● **Problems to solve**:
1. In the duck hole thread, rewrite the paragraph beginning "Wanted to get some input/feedback" as a short bulleted list that keeps its main facts.
2. Summarize the duck hole thread in two sentences.

● **Text excerpt**:
# Duck Hole Project



## BULL SPRIG 88 (Jan 28, 2013)

Wanted to get some input/feedback on a new duck hole I'd like to create on my farm.  In a nutshell, the existing area is a low cypress/tupelo area with no feeder creek, running water, etc.  It seems to hold shin deep water pretty close to year round.  We've mostly got wood ducks using adjacent swamps and we've been passing shooting a few here and there.  They have been flying over this area on the farm and I have seen a couple light in there.

I want to open up the trees (maybe an acre in size) with a chainsaw and would love to put in a plot but doubt the water will get low enough to allow for Jap millet.  I am guessing my options are transporting smartweed or possibly planting some rice.  I read where Pennington's duck rice can be planted in 6" of standing water.

Here's the question: Anybody opened up a similar type wood duck hole and what have you had success with (other than slinging corn)?  Here's a photo of the area:


----------



## Vmarsh (Jan 28, 2013)

ive worked on a few. just try to open up some holes, try to control the water in some fashion, and get plenty of food in there. its a fun endeavor. keep us updated.


----------



## swamprat93 (Jan 29, 2013)

I did alot of cutting on our swamp but have never planted anything. It was something fun to do, just make sure you go ahead and start if your going to so you dont have to worry about snakes as much


----------



## BULL SPRIG 88 (Jan 29, 2013)

Unfortunately, I don't think we're gonna be able to control the water so I was hoping someone may have experience working in an area that holds shin deep water year round.  Anyone have ideas on what to plant?

Oh...and the snakes...I agree I am not fond of Mr. No Shoulders either and have been wearing waders with snake chaps over them in that spot and will be doing so during the next couple of months of cutting!


----------



## waddler (Jan 29, 2013)

Stagnant areas can grow Duck Weed and Dollar Pads. There are micro organisms called Dapne ???, (or something like that ) which can be bought and put in the pond if it never dries up.

Selective cutting of trees around the area to favor Water Oaks will help. Woodies and Mallards will feed on acorns on dry land near water.


----------



## Killer Kyle (Jan 29, 2013)

Maybe a few duck boxes to get them in the area?!


----------



## BULL SPRIG 88 (Jan 29, 2013)

Yeah, we'll definitely be putting in some wood duck boxes this spring.  Might miss this year's breeding ducks but they'll be in place for next year.  The current schedule is to begin cutting trees in early March and clean up the fallen timber as best we can.  Our first goal is to open it up a bit so there is a landing area.

Since we can't control the water levels, I guess we're gonna have to work with what we've got.  We'll try to put in some Jap millet if the water level drops (but doubt it will).  I guess our only other option is to plant aquatic species like duckweed.  I have heard that it can overtake an entire area though.

● **Input data**:
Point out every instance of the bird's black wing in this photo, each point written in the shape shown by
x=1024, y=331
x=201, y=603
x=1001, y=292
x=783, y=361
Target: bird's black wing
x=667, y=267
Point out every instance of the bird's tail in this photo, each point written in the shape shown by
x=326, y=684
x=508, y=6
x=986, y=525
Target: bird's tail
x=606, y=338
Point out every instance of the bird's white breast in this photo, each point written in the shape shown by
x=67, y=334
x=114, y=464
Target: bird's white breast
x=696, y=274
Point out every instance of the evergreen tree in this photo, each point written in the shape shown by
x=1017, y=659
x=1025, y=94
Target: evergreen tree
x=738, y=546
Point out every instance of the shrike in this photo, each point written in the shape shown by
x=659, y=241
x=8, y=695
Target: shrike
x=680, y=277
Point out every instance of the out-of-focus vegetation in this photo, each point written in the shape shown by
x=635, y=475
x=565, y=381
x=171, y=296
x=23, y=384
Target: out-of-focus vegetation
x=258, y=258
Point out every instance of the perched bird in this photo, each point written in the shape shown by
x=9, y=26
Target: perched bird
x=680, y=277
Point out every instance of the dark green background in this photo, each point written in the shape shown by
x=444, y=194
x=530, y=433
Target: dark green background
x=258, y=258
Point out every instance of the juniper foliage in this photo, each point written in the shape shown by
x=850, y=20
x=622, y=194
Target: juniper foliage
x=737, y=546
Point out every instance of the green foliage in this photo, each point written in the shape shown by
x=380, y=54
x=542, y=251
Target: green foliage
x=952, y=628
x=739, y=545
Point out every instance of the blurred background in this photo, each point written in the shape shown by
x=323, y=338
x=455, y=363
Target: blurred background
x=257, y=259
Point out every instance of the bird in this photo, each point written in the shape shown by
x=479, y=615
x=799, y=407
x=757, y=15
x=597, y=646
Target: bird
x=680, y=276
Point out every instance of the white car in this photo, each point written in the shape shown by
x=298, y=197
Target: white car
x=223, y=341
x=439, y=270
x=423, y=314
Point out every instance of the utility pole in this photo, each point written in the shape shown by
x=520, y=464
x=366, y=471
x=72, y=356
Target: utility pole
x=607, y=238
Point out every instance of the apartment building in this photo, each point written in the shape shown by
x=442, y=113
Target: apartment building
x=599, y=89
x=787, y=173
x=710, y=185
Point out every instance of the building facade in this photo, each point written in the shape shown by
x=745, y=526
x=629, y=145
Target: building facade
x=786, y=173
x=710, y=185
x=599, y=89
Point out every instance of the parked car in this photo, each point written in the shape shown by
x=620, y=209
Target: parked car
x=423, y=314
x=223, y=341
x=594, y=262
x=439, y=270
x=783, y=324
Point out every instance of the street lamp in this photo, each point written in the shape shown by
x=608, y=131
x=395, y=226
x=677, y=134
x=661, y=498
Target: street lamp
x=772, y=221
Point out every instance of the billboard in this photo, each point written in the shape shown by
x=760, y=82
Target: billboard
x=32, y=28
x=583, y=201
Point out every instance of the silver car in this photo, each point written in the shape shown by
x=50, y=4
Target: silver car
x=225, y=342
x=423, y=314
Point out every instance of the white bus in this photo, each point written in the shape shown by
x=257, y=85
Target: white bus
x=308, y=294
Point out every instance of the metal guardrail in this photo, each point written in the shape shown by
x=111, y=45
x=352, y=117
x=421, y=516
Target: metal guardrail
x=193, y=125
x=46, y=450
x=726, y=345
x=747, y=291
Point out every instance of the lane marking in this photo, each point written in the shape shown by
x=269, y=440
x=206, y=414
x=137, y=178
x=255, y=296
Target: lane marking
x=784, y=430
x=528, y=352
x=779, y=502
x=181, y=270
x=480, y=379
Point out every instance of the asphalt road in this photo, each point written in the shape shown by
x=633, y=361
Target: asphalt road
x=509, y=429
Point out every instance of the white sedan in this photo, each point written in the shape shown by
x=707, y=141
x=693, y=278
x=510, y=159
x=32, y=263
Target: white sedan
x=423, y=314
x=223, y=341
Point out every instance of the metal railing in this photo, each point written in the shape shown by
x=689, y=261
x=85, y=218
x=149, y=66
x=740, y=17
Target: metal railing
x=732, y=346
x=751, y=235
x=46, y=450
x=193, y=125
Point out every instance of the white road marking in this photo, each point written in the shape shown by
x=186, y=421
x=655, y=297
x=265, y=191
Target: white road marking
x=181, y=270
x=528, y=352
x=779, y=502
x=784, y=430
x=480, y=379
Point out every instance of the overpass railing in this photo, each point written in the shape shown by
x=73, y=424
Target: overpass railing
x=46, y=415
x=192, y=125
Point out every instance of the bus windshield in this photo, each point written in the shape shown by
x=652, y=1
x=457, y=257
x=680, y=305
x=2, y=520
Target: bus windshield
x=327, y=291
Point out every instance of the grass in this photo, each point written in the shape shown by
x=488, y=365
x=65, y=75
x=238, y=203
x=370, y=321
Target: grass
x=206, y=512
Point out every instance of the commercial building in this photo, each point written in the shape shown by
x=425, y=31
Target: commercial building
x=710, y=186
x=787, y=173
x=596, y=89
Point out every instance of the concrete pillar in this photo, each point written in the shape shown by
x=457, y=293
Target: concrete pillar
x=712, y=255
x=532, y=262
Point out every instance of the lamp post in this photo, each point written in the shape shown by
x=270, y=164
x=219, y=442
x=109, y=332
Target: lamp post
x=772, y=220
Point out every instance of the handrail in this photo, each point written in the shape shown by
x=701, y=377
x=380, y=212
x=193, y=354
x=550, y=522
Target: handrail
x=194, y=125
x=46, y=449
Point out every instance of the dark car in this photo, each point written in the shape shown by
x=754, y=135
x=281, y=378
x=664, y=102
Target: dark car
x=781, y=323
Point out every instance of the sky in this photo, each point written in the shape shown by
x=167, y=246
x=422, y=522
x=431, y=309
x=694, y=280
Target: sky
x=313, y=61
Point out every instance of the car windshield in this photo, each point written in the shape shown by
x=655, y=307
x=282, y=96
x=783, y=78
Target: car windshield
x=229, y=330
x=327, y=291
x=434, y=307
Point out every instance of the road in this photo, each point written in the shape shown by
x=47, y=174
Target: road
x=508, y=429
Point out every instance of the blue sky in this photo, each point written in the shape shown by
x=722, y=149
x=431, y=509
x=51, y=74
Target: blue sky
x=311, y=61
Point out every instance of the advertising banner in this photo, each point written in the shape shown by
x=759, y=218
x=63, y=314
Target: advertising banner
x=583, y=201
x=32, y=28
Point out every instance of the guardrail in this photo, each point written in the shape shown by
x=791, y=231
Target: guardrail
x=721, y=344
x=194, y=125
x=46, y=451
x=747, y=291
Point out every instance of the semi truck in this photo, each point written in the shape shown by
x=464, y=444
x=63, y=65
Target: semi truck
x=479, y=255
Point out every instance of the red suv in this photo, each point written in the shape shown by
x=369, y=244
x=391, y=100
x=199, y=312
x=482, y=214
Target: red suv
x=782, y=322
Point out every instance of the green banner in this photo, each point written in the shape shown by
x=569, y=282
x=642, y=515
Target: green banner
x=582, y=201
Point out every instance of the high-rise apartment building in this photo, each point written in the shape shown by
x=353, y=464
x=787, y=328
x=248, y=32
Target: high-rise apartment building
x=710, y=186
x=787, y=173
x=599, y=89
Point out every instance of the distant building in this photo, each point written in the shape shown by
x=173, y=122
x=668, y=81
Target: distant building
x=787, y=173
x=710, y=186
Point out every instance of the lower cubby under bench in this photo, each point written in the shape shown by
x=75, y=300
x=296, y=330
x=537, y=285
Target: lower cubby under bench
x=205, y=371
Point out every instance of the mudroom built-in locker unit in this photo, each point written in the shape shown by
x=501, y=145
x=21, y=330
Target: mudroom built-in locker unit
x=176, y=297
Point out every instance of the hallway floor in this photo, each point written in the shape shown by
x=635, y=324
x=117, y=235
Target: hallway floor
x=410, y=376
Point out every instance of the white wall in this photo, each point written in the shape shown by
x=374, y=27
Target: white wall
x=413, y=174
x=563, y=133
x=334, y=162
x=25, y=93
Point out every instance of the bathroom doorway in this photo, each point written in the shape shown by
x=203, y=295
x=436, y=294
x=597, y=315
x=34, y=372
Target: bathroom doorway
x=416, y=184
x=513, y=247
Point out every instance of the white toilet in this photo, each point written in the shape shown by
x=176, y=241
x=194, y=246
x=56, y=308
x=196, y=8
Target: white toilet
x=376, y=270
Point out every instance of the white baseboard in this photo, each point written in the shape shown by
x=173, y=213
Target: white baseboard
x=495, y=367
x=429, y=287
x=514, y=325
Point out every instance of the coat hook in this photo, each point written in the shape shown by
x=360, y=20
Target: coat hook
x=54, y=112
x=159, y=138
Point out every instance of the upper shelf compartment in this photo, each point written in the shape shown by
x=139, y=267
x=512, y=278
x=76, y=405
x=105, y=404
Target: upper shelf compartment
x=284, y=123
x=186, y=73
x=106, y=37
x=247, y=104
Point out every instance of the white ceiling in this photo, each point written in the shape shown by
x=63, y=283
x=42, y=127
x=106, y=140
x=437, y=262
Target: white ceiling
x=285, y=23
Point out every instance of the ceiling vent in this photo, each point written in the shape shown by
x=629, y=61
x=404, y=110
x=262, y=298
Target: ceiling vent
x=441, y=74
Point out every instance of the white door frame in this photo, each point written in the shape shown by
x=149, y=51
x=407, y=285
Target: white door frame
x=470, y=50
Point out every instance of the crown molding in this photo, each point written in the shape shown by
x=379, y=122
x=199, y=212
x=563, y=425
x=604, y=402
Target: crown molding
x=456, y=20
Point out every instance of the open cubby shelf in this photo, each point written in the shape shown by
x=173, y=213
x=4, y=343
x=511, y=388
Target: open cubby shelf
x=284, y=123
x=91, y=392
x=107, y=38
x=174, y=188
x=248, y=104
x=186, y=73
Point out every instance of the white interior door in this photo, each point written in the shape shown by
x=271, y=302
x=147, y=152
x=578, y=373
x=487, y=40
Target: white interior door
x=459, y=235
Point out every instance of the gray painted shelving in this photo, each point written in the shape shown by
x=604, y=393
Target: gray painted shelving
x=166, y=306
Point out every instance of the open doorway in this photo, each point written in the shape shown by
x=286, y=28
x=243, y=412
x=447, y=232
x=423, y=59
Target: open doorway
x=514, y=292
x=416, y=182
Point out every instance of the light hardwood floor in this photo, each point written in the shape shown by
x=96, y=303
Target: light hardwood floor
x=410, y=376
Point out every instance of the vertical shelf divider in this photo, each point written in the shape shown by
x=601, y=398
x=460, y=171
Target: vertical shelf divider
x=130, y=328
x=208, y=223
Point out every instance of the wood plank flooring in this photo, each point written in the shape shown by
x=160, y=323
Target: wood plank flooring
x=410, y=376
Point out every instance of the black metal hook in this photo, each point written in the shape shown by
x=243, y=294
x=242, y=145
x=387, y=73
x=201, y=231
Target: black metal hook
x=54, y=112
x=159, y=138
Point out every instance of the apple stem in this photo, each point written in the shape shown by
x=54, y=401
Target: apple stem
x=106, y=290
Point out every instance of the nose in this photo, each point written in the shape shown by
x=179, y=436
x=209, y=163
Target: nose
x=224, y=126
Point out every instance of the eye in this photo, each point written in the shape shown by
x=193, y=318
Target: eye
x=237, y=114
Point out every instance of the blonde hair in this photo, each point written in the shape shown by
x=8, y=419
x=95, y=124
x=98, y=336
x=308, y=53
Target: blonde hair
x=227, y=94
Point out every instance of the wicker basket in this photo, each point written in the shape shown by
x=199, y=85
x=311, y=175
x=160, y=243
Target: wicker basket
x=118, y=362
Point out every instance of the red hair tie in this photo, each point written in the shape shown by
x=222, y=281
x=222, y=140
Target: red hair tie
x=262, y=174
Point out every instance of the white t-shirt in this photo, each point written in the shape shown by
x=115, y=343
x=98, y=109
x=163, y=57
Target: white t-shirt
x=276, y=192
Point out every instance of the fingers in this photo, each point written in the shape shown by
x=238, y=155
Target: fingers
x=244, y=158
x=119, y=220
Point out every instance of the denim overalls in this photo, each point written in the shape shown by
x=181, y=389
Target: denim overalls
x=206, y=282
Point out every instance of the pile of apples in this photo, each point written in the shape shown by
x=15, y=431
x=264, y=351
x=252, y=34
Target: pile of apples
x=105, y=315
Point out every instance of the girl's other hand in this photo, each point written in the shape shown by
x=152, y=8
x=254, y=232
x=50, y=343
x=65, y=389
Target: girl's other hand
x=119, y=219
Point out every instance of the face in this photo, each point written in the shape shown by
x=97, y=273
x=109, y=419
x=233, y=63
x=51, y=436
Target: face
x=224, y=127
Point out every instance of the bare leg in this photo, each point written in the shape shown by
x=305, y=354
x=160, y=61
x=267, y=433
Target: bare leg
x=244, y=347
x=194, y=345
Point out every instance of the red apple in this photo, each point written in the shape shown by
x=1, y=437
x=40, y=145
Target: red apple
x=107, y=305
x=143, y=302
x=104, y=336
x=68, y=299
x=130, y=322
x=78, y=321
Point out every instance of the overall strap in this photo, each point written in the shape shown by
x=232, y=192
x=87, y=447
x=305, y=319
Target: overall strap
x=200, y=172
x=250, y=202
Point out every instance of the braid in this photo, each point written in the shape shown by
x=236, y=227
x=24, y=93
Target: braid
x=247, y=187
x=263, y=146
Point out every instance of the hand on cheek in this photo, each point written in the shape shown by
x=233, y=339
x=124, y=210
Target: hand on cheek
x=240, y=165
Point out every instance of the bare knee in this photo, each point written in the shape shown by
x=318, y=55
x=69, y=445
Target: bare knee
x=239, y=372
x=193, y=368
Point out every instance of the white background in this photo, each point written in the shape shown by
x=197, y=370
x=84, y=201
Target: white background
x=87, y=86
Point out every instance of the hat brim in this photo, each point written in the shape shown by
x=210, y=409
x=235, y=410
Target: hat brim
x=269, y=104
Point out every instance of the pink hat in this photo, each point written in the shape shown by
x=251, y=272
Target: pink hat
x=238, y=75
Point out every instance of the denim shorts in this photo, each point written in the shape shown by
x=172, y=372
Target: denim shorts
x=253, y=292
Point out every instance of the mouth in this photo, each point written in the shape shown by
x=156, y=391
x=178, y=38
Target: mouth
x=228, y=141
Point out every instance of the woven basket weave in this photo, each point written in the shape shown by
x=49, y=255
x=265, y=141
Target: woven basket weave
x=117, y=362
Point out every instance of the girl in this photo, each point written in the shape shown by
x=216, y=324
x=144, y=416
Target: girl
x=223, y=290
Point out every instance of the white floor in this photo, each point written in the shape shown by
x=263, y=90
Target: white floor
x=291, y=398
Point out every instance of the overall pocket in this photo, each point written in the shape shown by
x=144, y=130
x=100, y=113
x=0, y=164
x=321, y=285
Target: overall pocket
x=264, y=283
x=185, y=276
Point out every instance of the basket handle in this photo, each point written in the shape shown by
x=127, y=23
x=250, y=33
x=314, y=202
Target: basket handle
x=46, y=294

● **Exercise responses**:
1.
- The poster wants feedback on a planned new duck hole on the farm.
- The site is a low cypress/tupelo area with no feeder creek or running water.
- It holds shin-deep water almost year round.
- Wood ducks mostly use nearby swamps, and a few have been pass-shot.
- Ducks have flown over the area, and a couple have landed in it.

2. BULL SPRIG 88 plans to open up about an acre of a low cypress/tupelo area that holds shin-deep water nearly year round and asks what to plant there, since the water probably can't be controlled or drop low enough for Jap millet. Replies suggest opening holes, controlling the water, adding food, starting early to avoid snakes, growing duckweed and dollar pads, cutting selectively to favor water oaks, and adding duck boxes, which the poster plans to put in this spring, with tree cutting to begin in early March.